:: Texto fornecido

É evidente que a situação ocorrida na Praça da Alegria deveria quando muito ter sido registada pelos agentes, a pessoa identificada e eventualmente até acusada por ofensas corporais. É evidente também que a opção tomada pelos agentes constitui um abuso de poder e uma situação de violência policial e prepotência inaceitável e só compreensível por recair sobre um par de prostitutas cuja experiência de vida e situação social dificultam o acesso a serviços e levam a evitar o recurso às entidades públicas (nomeadamente pelo desconforto provocado pela discrepância entre os elementos constantes nos documentos de identificação e os elementos constitutivos da identidade efectivamente sentida e vivida). Em face do exposto, entendemos que se justifica uma inspecção aos registos da esquadra (livro de detenções, relatórios de patrulha e autos de notícia relativos à noite em questão) por forma a tentar identificar os presumíveis agressores e alegados cúmplices.

::::
:: Extrato de dados

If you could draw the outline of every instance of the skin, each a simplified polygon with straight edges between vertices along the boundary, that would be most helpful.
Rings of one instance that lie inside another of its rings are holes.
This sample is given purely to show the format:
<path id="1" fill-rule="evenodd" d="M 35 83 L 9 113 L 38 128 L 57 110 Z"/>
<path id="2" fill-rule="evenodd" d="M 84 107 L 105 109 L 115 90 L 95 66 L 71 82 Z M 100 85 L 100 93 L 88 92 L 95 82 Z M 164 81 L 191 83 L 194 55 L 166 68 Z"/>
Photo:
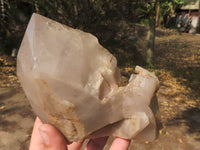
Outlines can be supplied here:
<path id="1" fill-rule="evenodd" d="M 91 139 L 85 150 L 102 150 L 107 137 Z M 69 144 L 64 136 L 52 125 L 43 124 L 37 117 L 35 120 L 29 150 L 80 150 L 83 142 Z M 127 150 L 130 141 L 116 137 L 110 150 Z"/>

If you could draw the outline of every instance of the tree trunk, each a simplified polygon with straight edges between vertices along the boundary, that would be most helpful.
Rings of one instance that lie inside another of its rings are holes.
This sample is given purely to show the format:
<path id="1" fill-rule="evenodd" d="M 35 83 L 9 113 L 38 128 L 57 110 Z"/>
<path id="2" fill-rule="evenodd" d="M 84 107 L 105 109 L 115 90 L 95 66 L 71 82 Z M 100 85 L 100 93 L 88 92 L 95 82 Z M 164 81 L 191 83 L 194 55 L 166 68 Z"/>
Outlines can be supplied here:
<path id="1" fill-rule="evenodd" d="M 156 27 L 156 17 L 155 8 L 157 1 L 154 1 L 152 14 L 149 16 L 149 31 L 147 34 L 147 52 L 146 52 L 146 63 L 152 65 L 152 58 L 155 46 L 155 27 Z"/>

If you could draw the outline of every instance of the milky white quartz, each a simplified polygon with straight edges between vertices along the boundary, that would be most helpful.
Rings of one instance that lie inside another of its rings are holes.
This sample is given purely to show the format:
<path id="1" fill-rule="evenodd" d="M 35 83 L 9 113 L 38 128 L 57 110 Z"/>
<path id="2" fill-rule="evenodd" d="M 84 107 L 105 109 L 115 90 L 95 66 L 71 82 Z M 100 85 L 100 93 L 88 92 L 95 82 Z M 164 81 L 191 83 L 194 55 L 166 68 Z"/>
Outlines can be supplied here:
<path id="1" fill-rule="evenodd" d="M 38 14 L 31 17 L 17 58 L 33 110 L 68 141 L 155 139 L 159 81 L 139 66 L 135 73 L 120 87 L 117 60 L 95 36 Z"/>

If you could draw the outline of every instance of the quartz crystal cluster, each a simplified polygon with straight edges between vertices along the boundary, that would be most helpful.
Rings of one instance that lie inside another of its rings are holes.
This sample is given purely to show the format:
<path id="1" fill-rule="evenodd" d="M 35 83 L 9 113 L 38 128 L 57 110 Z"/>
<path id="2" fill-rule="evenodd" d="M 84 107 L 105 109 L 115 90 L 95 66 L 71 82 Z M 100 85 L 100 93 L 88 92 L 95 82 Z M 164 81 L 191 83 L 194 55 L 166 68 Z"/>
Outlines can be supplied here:
<path id="1" fill-rule="evenodd" d="M 36 115 L 70 142 L 156 138 L 157 77 L 136 66 L 129 83 L 120 86 L 116 58 L 89 33 L 33 14 L 17 74 Z"/>

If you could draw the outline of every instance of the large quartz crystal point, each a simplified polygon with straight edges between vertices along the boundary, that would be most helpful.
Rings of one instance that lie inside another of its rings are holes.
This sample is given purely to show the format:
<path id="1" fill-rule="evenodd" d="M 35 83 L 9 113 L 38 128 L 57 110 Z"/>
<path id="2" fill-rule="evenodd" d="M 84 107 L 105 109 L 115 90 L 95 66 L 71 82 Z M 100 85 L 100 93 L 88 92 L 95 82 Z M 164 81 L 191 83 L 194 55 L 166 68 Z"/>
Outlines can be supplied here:
<path id="1" fill-rule="evenodd" d="M 33 110 L 70 142 L 102 136 L 155 139 L 158 107 L 150 105 L 159 81 L 139 66 L 135 72 L 120 87 L 117 60 L 96 37 L 38 14 L 31 17 L 17 58 Z"/>

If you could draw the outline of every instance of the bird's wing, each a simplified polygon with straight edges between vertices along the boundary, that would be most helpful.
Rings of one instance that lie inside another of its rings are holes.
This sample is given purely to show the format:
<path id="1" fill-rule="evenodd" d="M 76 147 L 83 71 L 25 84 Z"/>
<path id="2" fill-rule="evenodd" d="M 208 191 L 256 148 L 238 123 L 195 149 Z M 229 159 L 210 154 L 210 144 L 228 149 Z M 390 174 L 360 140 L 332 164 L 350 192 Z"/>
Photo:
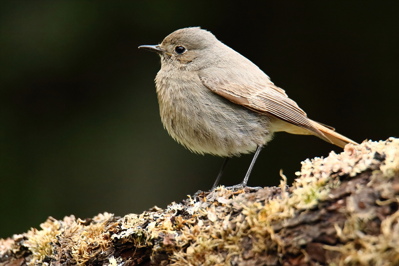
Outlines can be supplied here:
<path id="1" fill-rule="evenodd" d="M 211 91 L 233 102 L 259 112 L 271 114 L 328 140 L 296 103 L 288 98 L 283 90 L 270 81 L 265 84 L 249 84 L 213 77 L 200 77 L 200 79 Z"/>

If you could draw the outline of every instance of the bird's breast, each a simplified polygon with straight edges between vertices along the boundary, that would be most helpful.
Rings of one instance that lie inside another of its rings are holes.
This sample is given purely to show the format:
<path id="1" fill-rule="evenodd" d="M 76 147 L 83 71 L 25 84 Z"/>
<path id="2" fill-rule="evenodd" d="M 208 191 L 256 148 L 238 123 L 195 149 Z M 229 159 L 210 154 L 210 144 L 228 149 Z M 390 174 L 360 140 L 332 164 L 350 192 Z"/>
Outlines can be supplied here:
<path id="1" fill-rule="evenodd" d="M 164 127 L 193 152 L 231 156 L 253 151 L 271 138 L 270 118 L 214 93 L 195 73 L 161 69 L 155 81 Z"/>

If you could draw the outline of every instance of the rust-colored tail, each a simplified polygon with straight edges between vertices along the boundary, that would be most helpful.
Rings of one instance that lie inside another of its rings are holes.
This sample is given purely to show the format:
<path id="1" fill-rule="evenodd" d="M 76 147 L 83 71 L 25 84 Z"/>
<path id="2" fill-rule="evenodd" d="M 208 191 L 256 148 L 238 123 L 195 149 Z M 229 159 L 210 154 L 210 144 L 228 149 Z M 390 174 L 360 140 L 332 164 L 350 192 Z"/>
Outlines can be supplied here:
<path id="1" fill-rule="evenodd" d="M 358 145 L 359 143 L 354 141 L 346 137 L 339 134 L 334 130 L 331 130 L 326 126 L 312 120 L 310 120 L 312 123 L 314 125 L 314 127 L 318 130 L 321 131 L 324 138 L 323 136 L 317 136 L 320 138 L 326 140 L 329 142 L 331 142 L 333 144 L 339 146 L 342 148 L 343 148 L 348 143 L 353 143 L 354 144 Z"/>

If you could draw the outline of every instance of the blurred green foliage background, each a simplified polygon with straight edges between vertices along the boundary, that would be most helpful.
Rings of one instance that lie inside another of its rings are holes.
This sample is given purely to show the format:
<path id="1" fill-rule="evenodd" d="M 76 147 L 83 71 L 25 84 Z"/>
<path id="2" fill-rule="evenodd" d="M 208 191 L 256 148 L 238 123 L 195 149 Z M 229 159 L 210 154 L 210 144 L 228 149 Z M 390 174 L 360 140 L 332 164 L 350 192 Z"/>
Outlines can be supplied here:
<path id="1" fill-rule="evenodd" d="M 0 237 L 49 216 L 140 213 L 211 186 L 223 159 L 164 130 L 159 57 L 137 47 L 200 26 L 259 66 L 310 118 L 358 142 L 399 135 L 397 1 L 1 1 Z M 340 148 L 280 133 L 249 184 L 290 181 Z M 239 182 L 251 155 L 231 160 Z"/>

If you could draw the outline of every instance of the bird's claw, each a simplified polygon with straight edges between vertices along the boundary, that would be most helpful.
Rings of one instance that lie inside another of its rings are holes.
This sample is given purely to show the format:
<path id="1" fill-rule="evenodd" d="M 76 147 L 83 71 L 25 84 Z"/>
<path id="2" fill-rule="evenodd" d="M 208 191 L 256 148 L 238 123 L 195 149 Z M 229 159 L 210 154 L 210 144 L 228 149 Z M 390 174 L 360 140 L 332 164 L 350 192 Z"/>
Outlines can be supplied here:
<path id="1" fill-rule="evenodd" d="M 263 189 L 263 187 L 247 187 L 243 184 L 239 184 L 231 187 L 226 187 L 226 188 L 228 189 L 233 189 L 234 191 L 237 191 L 240 189 L 244 189 L 247 193 L 250 192 L 257 192 L 259 189 Z"/>

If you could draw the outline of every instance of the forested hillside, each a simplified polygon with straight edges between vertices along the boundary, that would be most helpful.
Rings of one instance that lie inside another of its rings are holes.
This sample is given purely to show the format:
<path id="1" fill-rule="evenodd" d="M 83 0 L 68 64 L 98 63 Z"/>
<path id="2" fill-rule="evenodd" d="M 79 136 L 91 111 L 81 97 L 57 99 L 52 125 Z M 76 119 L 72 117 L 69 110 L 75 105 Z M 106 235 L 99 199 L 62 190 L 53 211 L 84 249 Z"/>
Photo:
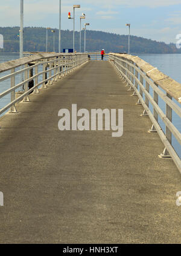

::::

Lista de tarefas →
A) Responda às perguntas abaixo com base no texto sobre o episódio da Praça da Alegria.
(i) Sobre quem recaiu a atuação dos agentes?
(ii) Que registos da esquadra o texto propõe inspecionar?
(iii) Com que objetivo se propõe essa inspeção?
B) Apresente a continuação do texto sobre o episódio da Praça da Alegria, começando logo após a última frase mostrada.

Resultados das tarefas →
A)
(i) Sobre um par de prostitutas.
(ii) O livro de detenções, os relatórios de patrulha e os autos de notícia relativos à noite em questão.
(iii) Para tentar identificar os presumíveis agressores e alegados cúmplices.

B)
Entendemos que tal inspecção permitirá ainda esclarecer as circunstâncias em que se processou a condução de A à esquadra e eventual detenção). Em 1992 e 1995 o Comité para a Prevenção da Tortura e Outros Tratamentos ou Penas Cruéis, Desumanos ou Degradantes (CPT) assinalou a inexistência de calabouços na Praça da Alegria, pelo que, a menos que tenham sido criadas celas na 4ª Esquadra da PSP nos últimos 12 anos, é estranha a informação transmitida por A de que passaria a noite na esquadra (devendo, quando muito, ser conduzida aos calabouços do Comando Metropolitano de Lisboa - COMETLIS). Essa informação implica também que tenha ocorrido uma detenção ou uma condução à esquadra para identificação em âmbito processual penal, de contrário o período máximo de permanência na esquadra não poderia exceder as duas horas (segundo o Parecer n.º 20 de 2003 da IGAI). A menos que tenha ocorrido a detenção de A a condução esquadra para identificação deveria ter ocorrido apenas em última instância, caso não fosse possível recolher os elementos de identificação de A na rua.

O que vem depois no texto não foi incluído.